_EXTRACT TO READ_
——

Using an SBM analysis, we compared the CT between the currently unmedicated depressed adult MDD patients, BD-II patients, and the healthy controls. We found that both the MDD and BD groups shared common CT abnormalities and the BD group had its specific CT abnormalities. Specifically, both the BD and MDD groups showed a thinner CT in the left ITC compared to the controls. Additionally, the BD group had a significantly thinner CT in the left rMFC compared to the MDD group. Finally, the BD group showed additional alterations primarily in the frontal lobe compared to the control group and had a tendency toward a thinner CT in most areas of the whole brain compared to either the MDD group or the control group.

4.1. Common Alteration in Cortical Thickness in MDD and BD

In this study, both the MDD and BD groups showed a significantly thinner CT in the left ITC compared to the controls (Fig. 1). This result is consistent with several previous studies (Phillips et al., 2015, Elvsåshagen et al., 2013). For example, Elvsåshagen et al. (2013) analyzed the CT difference between BD-II patients and healthy controls and found that the BD-II group showed a significantly thinner CT in the left temporal region involving the superior, middle, and inferior temporal cortex. Phillips et al. (2015) revealed that patients with treatment-resistant MDD had a thinner CT in the ITC compared to healthy controls. Meanwhile, several studies also reported GM tissue losses in the ITC in patients with MDD and BD (Grieve et al., 2013).

Previous study (Kolb et al., 2014) indicated that the ITC belongs to the ventral stream of visual processing, and is associated with the representation of complex object features, such as face perception (Haxby et al., 2000) and the recognition of numbers (Dehaene, 2011). And several other studies also indicated that it may be involved in o emotional processing (Phan et al., 2002, Liotti et al., 2000). Liotti et al. (2002) reported decreased activation in the ITC when MDD patients responded to sadness stimuli. Similarly, Gotlib et al. (2005) found that the MDD patients had significantly reduced responses to the happy facial expressions in the right ITC compared to the healthy controls. In addition, Liotti et al. (2000) found both memory-driven sadness and anxiety caused a decrease in the cerebral blood flow in the bilateral posterior ITC in BD patients. Taken together, our finding provides an evidence for the ITC may contribute to these two disorders.

——

_AVAILABLE DATA_
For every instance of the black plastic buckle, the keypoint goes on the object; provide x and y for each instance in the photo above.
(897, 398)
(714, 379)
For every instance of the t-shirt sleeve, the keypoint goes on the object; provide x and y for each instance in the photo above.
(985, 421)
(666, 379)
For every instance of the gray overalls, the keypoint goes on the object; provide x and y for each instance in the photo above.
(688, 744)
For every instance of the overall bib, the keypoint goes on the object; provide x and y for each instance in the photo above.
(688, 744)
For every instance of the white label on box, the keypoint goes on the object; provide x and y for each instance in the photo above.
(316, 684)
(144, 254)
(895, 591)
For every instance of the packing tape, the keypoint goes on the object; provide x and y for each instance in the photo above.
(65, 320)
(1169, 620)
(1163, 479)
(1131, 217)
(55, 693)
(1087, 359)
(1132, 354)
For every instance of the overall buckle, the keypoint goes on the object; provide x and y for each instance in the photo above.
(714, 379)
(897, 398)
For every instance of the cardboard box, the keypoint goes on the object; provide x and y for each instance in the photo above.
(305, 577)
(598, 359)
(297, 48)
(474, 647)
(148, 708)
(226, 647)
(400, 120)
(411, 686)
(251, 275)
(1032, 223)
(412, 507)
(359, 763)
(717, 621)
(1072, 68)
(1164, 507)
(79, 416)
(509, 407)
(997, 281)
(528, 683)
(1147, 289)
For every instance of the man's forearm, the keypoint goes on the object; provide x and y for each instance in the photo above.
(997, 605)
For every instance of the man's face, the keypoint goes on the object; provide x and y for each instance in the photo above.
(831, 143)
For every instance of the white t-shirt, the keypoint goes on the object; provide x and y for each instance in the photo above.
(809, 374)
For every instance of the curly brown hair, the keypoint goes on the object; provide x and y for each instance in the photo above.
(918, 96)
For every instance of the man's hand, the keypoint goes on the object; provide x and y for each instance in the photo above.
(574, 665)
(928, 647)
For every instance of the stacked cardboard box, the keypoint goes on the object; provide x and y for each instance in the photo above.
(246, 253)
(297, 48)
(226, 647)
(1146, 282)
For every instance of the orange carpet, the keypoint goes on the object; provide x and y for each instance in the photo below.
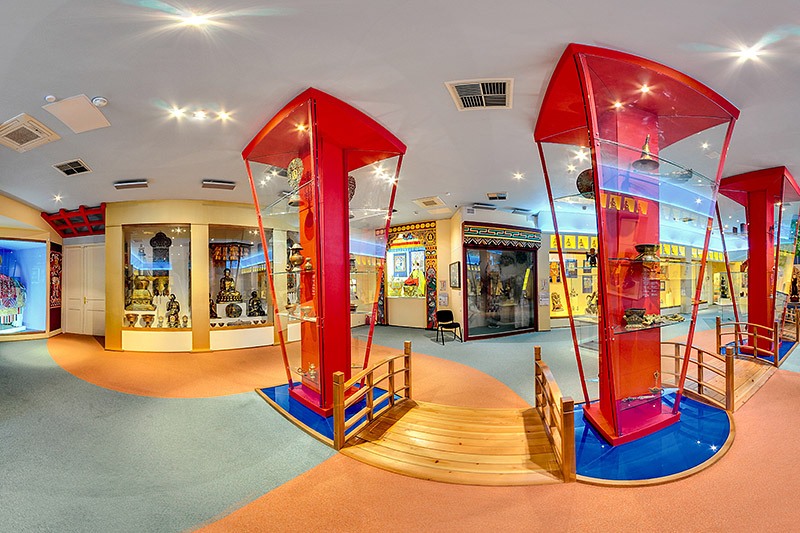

——

_WHAT NEEDS TO BE DONE_
From the passage on cortical thickness in depression and bipolar disorder, extract the words starting with "4.1. Common Alteration" and going on through "(Grieve et al., 2013).". The rows have nothing to do with what comes next.

_EXERCISE RESULT_
4.1. Common Alteration in Cortical Thickness in MDD and BD

In this study, both the MDD and BD groups showed a significantly thinner CT in the left ITC compared to the controls (Fig. 1). This result is consistent with several previous studies (Phillips et al., 2015, Elvsåshagen et al., 2013). For example, Elvsåshagen et al. (2013) analyzed the CT difference between BD-II patients and healthy controls and found that the BD-II group showed a significantly thinner CT in the left temporal region involving the superior, middle, and inferior temporal cortex. Phillips et al. (2015) revealed that patients with treatment-resistant MDD had a thinner CT in the ITC compared to healthy controls. Meanwhile, several studies also reported GM tissue losses in the ITC in patients with MDD and BD (Grieve et al., 2013).